### Requirements
Pull out every line below that contains the string "steel" and copy each one in full. Treat uppercase and lowercase letters as different.
□ □ □ □ □
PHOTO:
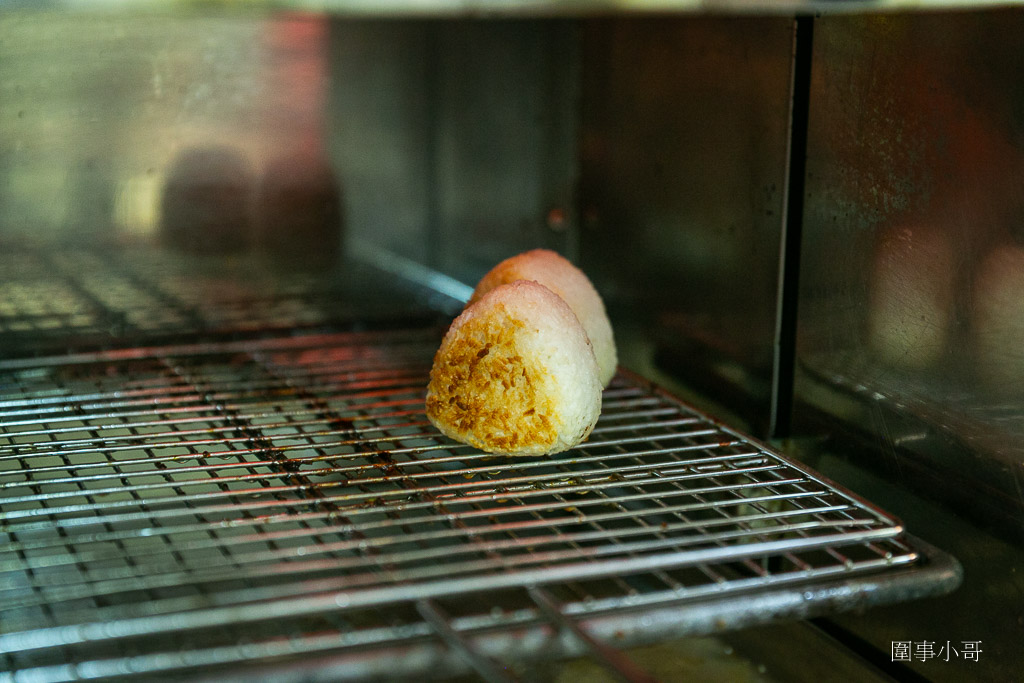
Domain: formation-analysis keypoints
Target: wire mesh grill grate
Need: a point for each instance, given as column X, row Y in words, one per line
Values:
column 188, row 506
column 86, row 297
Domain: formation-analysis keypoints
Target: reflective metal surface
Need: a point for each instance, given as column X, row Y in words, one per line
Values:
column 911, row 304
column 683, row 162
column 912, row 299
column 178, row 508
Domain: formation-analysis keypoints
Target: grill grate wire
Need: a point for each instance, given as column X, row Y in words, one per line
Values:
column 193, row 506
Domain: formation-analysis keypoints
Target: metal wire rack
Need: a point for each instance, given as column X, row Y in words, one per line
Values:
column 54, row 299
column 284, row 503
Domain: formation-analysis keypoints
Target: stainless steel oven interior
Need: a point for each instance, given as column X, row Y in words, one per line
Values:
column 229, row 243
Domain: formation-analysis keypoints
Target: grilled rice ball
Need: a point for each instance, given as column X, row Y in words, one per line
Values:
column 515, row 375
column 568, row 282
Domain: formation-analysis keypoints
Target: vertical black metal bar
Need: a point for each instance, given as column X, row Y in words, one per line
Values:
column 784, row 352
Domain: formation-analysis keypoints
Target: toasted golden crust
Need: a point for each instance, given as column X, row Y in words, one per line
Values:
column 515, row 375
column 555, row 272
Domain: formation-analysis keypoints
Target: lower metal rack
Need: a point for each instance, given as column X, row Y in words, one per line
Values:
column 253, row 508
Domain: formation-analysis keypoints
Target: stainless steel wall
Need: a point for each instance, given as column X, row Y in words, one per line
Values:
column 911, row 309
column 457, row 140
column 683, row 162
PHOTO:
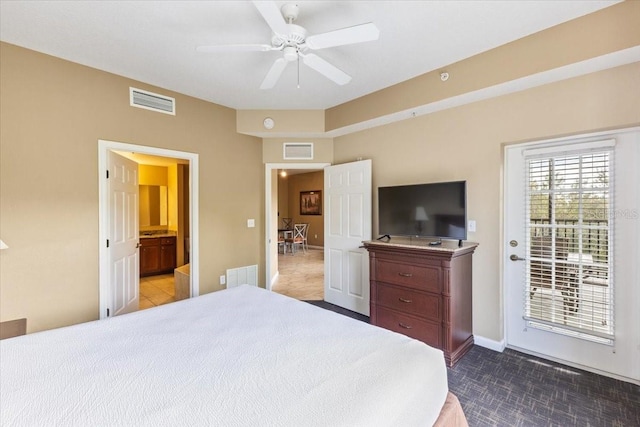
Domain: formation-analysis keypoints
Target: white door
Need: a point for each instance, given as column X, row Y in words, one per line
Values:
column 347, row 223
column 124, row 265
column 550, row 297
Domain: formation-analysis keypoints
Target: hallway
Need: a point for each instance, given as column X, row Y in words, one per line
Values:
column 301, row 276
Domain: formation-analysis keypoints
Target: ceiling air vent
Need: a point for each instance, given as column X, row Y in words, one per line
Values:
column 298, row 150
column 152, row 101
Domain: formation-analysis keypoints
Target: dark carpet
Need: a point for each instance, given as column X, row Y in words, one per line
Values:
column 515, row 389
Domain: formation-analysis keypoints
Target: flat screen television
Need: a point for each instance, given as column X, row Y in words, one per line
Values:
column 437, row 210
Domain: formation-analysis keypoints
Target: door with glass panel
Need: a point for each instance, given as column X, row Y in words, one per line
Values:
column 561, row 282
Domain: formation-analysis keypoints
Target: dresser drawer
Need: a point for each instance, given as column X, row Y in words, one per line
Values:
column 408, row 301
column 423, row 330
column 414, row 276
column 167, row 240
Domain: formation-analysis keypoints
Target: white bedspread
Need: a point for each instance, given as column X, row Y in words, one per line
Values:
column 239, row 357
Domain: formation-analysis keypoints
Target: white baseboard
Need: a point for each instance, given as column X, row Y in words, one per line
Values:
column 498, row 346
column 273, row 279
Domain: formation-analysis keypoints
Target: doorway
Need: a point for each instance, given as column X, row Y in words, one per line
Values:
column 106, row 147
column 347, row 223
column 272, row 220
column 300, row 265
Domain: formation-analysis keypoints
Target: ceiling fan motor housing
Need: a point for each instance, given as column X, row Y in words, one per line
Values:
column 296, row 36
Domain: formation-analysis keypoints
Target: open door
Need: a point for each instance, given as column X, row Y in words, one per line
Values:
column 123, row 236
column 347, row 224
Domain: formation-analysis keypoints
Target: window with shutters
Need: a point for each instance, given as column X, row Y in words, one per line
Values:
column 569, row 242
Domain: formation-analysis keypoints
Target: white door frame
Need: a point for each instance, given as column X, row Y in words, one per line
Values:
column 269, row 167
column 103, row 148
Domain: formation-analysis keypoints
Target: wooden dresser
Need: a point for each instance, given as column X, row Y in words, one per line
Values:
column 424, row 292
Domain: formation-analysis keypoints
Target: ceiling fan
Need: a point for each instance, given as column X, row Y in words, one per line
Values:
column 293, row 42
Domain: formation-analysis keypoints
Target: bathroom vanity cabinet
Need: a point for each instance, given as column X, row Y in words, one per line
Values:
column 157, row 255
□ □ □ □ □
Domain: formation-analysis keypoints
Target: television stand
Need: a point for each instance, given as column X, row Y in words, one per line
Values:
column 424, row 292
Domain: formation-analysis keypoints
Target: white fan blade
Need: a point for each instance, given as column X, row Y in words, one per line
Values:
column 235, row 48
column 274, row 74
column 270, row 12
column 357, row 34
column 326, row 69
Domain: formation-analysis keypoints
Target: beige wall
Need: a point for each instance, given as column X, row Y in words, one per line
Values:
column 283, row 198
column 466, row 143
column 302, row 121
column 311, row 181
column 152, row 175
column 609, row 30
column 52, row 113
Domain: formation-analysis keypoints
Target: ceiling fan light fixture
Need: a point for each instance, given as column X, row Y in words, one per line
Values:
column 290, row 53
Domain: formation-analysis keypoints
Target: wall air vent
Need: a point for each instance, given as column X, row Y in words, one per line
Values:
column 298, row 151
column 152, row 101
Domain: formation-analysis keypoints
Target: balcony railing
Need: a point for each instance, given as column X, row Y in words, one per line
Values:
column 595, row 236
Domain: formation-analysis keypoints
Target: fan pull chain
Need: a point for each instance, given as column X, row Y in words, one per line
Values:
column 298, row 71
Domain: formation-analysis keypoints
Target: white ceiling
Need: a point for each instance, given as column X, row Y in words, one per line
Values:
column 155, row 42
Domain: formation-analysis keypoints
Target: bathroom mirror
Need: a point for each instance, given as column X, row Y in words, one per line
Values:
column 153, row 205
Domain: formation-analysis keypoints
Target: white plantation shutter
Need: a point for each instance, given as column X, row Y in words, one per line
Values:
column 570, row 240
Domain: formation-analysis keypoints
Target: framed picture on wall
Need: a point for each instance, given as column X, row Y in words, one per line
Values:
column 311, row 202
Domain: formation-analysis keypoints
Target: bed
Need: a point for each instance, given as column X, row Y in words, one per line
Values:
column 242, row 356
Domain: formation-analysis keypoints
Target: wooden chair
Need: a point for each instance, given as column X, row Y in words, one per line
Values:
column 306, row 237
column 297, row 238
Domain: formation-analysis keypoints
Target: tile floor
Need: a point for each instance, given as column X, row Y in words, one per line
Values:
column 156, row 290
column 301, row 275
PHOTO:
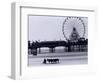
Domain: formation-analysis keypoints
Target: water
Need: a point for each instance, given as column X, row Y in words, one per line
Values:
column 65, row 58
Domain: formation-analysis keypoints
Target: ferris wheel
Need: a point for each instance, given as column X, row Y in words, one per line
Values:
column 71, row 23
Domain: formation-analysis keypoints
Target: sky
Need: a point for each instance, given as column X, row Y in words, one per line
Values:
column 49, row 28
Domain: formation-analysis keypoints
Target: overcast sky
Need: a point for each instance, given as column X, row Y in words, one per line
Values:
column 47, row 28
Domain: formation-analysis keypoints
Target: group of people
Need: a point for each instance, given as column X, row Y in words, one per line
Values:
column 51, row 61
□ □ □ □ □
### Response to the exercise
Target: stainless steel oven interior
Target: stainless steel wall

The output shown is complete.